WHAT TO DO: Report the number of lines in the records that contain the word "wall". Give only the number.

◇ ◇ ◇

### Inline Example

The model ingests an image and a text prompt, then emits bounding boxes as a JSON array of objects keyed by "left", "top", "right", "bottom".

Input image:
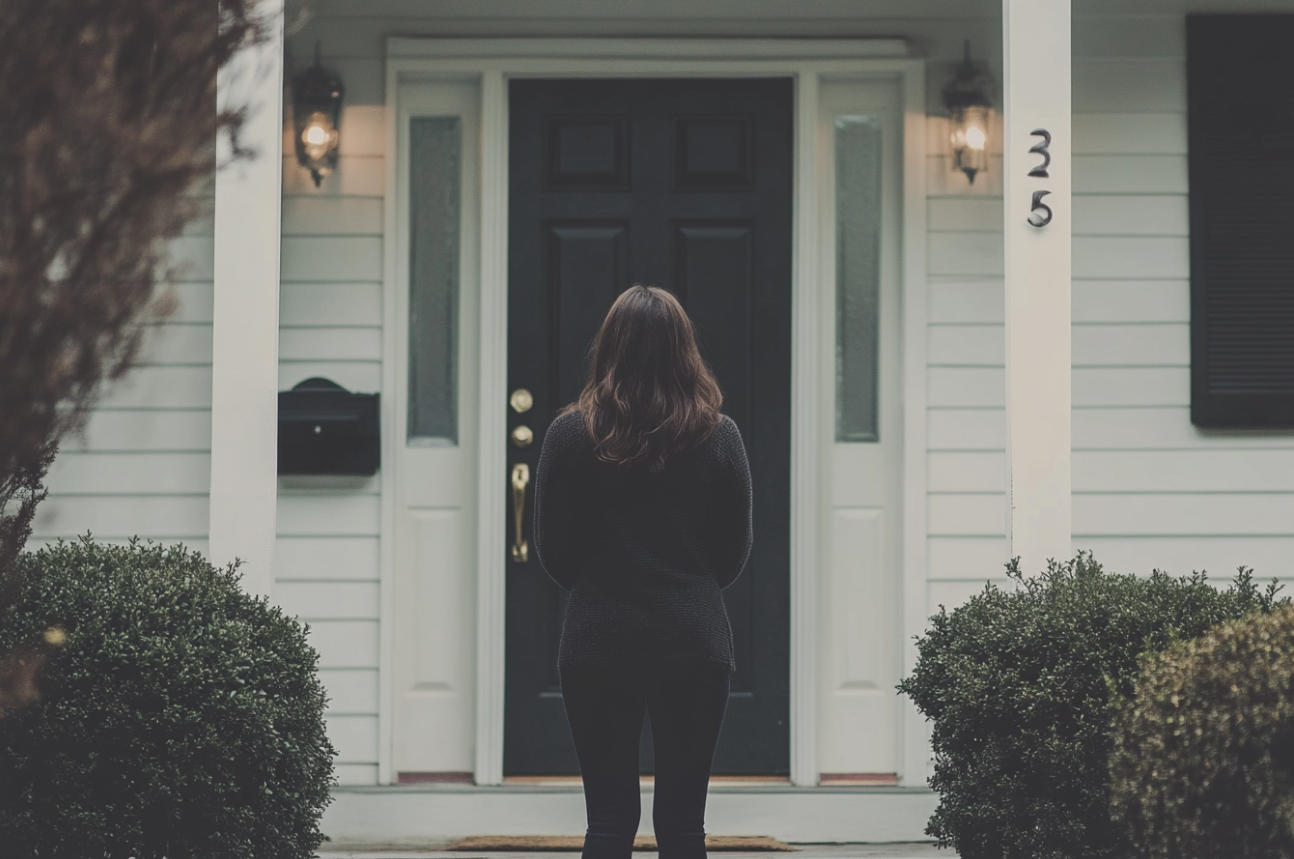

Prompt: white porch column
[
  {"left": 1002, "top": 0, "right": 1071, "bottom": 574},
  {"left": 210, "top": 0, "right": 283, "bottom": 595}
]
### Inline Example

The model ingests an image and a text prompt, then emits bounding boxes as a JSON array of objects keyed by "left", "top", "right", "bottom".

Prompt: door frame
[{"left": 378, "top": 38, "right": 929, "bottom": 785}]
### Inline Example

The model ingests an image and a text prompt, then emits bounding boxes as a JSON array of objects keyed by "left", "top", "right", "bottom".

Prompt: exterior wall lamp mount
[
  {"left": 943, "top": 39, "right": 992, "bottom": 185},
  {"left": 292, "top": 43, "right": 343, "bottom": 188}
]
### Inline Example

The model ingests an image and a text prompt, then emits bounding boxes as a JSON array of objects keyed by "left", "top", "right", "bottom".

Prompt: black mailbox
[{"left": 278, "top": 379, "right": 380, "bottom": 475}]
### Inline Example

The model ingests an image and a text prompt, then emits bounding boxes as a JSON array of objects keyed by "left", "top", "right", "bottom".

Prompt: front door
[{"left": 501, "top": 79, "right": 792, "bottom": 775}]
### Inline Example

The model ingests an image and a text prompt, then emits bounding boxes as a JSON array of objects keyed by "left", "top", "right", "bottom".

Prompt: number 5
[{"left": 1029, "top": 191, "right": 1051, "bottom": 226}]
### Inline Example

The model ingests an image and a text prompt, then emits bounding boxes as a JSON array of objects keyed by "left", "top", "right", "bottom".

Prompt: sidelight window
[
  {"left": 835, "top": 115, "right": 881, "bottom": 441},
  {"left": 408, "top": 116, "right": 462, "bottom": 446}
]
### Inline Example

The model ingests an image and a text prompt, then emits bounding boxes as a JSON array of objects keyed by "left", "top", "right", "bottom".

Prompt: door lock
[
  {"left": 507, "top": 388, "right": 534, "bottom": 414},
  {"left": 512, "top": 462, "right": 531, "bottom": 564},
  {"left": 512, "top": 423, "right": 534, "bottom": 448}
]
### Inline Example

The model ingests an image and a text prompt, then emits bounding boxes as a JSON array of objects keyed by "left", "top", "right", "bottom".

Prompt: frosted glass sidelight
[
  {"left": 409, "top": 116, "right": 462, "bottom": 445},
  {"left": 836, "top": 116, "right": 881, "bottom": 441}
]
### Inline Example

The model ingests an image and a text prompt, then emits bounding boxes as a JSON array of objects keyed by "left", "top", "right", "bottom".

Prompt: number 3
[
  {"left": 1029, "top": 128, "right": 1051, "bottom": 177},
  {"left": 1029, "top": 191, "right": 1051, "bottom": 226}
]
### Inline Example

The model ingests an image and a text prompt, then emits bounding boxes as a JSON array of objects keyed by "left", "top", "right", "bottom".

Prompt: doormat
[{"left": 445, "top": 836, "right": 796, "bottom": 853}]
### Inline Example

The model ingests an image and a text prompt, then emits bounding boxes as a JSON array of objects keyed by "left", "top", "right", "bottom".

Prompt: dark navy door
[{"left": 501, "top": 79, "right": 792, "bottom": 775}]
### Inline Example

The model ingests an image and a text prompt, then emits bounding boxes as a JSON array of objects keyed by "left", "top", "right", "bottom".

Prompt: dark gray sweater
[{"left": 534, "top": 413, "right": 751, "bottom": 671}]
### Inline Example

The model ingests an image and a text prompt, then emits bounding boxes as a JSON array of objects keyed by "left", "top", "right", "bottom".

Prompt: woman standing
[{"left": 534, "top": 286, "right": 751, "bottom": 859}]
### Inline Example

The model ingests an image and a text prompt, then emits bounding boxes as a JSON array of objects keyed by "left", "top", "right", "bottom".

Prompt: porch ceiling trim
[{"left": 387, "top": 36, "right": 912, "bottom": 62}]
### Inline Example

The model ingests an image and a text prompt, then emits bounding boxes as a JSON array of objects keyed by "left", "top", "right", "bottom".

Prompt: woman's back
[{"left": 534, "top": 411, "right": 752, "bottom": 670}]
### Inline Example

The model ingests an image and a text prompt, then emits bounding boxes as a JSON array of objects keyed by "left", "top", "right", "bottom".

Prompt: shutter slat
[{"left": 1187, "top": 14, "right": 1294, "bottom": 428}]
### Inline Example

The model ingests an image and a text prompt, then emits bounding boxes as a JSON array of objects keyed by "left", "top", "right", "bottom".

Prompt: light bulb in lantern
[{"left": 943, "top": 41, "right": 992, "bottom": 185}]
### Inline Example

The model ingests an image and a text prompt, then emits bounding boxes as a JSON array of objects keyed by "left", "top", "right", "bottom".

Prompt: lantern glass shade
[
  {"left": 943, "top": 41, "right": 992, "bottom": 185},
  {"left": 950, "top": 105, "right": 992, "bottom": 185},
  {"left": 292, "top": 61, "right": 343, "bottom": 186}
]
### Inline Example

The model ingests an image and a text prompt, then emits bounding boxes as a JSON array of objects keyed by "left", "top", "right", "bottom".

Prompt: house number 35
[{"left": 1029, "top": 128, "right": 1052, "bottom": 226}]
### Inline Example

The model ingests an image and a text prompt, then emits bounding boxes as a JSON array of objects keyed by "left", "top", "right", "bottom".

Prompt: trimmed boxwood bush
[
  {"left": 0, "top": 538, "right": 335, "bottom": 859},
  {"left": 1110, "top": 605, "right": 1294, "bottom": 859},
  {"left": 899, "top": 554, "right": 1285, "bottom": 859}
]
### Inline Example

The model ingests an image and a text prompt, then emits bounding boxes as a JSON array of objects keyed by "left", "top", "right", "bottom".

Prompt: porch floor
[{"left": 316, "top": 842, "right": 958, "bottom": 859}]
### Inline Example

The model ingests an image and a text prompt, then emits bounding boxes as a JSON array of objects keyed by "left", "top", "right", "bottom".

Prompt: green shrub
[
  {"left": 899, "top": 554, "right": 1285, "bottom": 859},
  {"left": 0, "top": 538, "right": 335, "bottom": 859},
  {"left": 1110, "top": 605, "right": 1294, "bottom": 859}
]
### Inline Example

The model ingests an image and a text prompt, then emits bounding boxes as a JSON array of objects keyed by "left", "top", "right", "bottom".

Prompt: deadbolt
[
  {"left": 507, "top": 388, "right": 534, "bottom": 416},
  {"left": 512, "top": 423, "right": 534, "bottom": 448}
]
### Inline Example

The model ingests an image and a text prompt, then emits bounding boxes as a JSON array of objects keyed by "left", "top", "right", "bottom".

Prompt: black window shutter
[{"left": 1187, "top": 14, "right": 1294, "bottom": 430}]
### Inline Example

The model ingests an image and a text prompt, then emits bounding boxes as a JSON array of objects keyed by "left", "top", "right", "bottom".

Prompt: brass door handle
[{"left": 512, "top": 462, "right": 531, "bottom": 564}]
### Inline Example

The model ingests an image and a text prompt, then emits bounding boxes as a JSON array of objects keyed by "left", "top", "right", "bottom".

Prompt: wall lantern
[
  {"left": 943, "top": 40, "right": 992, "bottom": 185},
  {"left": 292, "top": 44, "right": 342, "bottom": 188}
]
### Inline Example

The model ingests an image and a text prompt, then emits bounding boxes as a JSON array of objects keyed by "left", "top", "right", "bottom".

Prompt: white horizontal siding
[
  {"left": 927, "top": 16, "right": 1294, "bottom": 620},
  {"left": 34, "top": 217, "right": 215, "bottom": 550},
  {"left": 274, "top": 93, "right": 386, "bottom": 784}
]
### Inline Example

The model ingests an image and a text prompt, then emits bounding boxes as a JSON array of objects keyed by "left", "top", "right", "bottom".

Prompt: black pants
[{"left": 562, "top": 666, "right": 729, "bottom": 859}]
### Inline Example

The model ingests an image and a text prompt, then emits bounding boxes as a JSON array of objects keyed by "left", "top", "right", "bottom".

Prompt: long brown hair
[{"left": 563, "top": 285, "right": 723, "bottom": 471}]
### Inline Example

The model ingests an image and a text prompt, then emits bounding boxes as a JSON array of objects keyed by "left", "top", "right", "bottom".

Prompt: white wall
[
  {"left": 928, "top": 11, "right": 1294, "bottom": 611},
  {"left": 28, "top": 221, "right": 214, "bottom": 552},
  {"left": 274, "top": 68, "right": 384, "bottom": 784}
]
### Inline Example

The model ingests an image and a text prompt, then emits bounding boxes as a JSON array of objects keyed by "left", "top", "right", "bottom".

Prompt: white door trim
[{"left": 378, "top": 38, "right": 928, "bottom": 785}]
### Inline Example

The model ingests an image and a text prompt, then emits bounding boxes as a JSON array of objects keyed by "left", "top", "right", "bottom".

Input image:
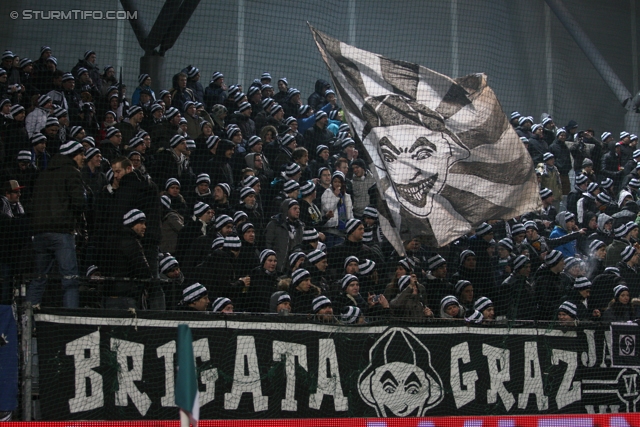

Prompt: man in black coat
[
  {"left": 114, "top": 157, "right": 165, "bottom": 310},
  {"left": 101, "top": 209, "right": 152, "bottom": 310},
  {"left": 307, "top": 79, "right": 331, "bottom": 111},
  {"left": 534, "top": 250, "right": 565, "bottom": 320},
  {"left": 150, "top": 134, "right": 195, "bottom": 187},
  {"left": 27, "top": 141, "right": 86, "bottom": 308},
  {"left": 549, "top": 128, "right": 571, "bottom": 195},
  {"left": 304, "top": 111, "right": 333, "bottom": 153},
  {"left": 204, "top": 71, "right": 227, "bottom": 111},
  {"left": 327, "top": 218, "right": 384, "bottom": 277}
]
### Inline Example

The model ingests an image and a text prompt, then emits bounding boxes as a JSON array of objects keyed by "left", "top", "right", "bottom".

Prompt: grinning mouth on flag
[{"left": 396, "top": 174, "right": 438, "bottom": 208}]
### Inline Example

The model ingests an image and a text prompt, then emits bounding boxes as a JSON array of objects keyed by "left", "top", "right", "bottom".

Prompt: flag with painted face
[{"left": 310, "top": 27, "right": 541, "bottom": 253}]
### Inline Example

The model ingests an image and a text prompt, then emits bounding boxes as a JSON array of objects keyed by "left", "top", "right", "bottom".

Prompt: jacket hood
[
  {"left": 598, "top": 213, "right": 613, "bottom": 234},
  {"left": 316, "top": 79, "right": 329, "bottom": 96},
  {"left": 279, "top": 198, "right": 293, "bottom": 217}
]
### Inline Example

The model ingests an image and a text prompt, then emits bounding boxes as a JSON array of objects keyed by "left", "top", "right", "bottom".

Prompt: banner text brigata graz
[{"left": 36, "top": 310, "right": 640, "bottom": 420}]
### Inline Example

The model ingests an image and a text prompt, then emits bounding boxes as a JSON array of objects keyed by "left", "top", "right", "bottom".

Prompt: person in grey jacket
[
  {"left": 265, "top": 199, "right": 304, "bottom": 272},
  {"left": 351, "top": 159, "right": 376, "bottom": 219}
]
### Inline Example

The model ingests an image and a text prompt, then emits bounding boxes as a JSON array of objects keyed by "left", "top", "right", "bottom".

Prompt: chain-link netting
[
  {"left": 0, "top": 0, "right": 640, "bottom": 419},
  {"left": 31, "top": 310, "right": 637, "bottom": 420}
]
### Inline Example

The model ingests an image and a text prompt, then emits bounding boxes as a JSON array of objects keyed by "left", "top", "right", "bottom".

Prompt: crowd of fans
[{"left": 0, "top": 47, "right": 640, "bottom": 323}]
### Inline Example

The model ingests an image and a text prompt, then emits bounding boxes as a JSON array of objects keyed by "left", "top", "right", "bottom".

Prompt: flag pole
[
  {"left": 175, "top": 325, "right": 200, "bottom": 427},
  {"left": 180, "top": 409, "right": 191, "bottom": 427}
]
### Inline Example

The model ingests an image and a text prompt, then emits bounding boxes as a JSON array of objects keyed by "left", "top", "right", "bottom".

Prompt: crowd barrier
[{"left": 17, "top": 309, "right": 640, "bottom": 426}]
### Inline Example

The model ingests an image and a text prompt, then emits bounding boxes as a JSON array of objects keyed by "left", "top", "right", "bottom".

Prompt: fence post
[{"left": 22, "top": 302, "right": 33, "bottom": 421}]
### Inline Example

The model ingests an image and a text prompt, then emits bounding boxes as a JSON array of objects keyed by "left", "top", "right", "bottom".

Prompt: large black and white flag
[{"left": 311, "top": 27, "right": 540, "bottom": 250}]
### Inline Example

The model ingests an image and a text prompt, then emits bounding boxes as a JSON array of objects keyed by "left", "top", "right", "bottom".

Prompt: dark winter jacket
[{"left": 32, "top": 154, "right": 87, "bottom": 234}]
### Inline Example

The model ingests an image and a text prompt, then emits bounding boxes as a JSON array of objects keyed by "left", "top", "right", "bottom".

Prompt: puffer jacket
[{"left": 32, "top": 153, "right": 87, "bottom": 234}]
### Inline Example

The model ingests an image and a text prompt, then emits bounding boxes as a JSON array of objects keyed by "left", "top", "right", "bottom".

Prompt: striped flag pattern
[
  {"left": 175, "top": 325, "right": 200, "bottom": 427},
  {"left": 310, "top": 26, "right": 541, "bottom": 249}
]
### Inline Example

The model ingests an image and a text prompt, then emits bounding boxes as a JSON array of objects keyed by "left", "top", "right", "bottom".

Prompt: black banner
[{"left": 36, "top": 309, "right": 640, "bottom": 420}]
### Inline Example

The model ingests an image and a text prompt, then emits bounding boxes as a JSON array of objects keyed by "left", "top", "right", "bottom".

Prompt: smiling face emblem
[
  {"left": 358, "top": 328, "right": 444, "bottom": 417},
  {"left": 367, "top": 125, "right": 466, "bottom": 216}
]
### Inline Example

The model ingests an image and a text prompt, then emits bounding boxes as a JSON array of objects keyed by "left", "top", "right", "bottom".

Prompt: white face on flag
[{"left": 364, "top": 125, "right": 469, "bottom": 217}]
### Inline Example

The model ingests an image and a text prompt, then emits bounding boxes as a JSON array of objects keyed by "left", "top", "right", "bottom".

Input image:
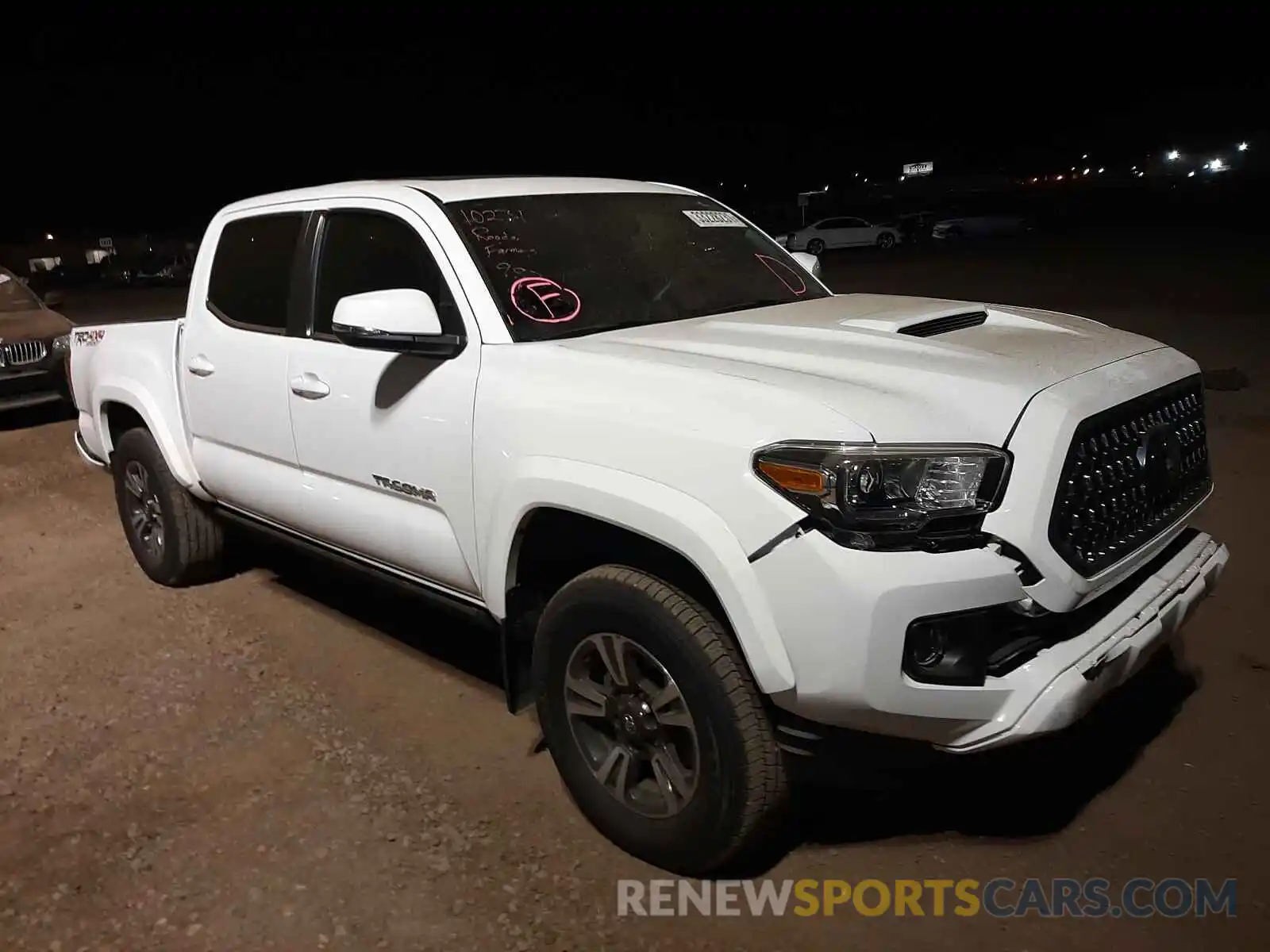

◇ ◇ ◇

THE OUTPUT: 3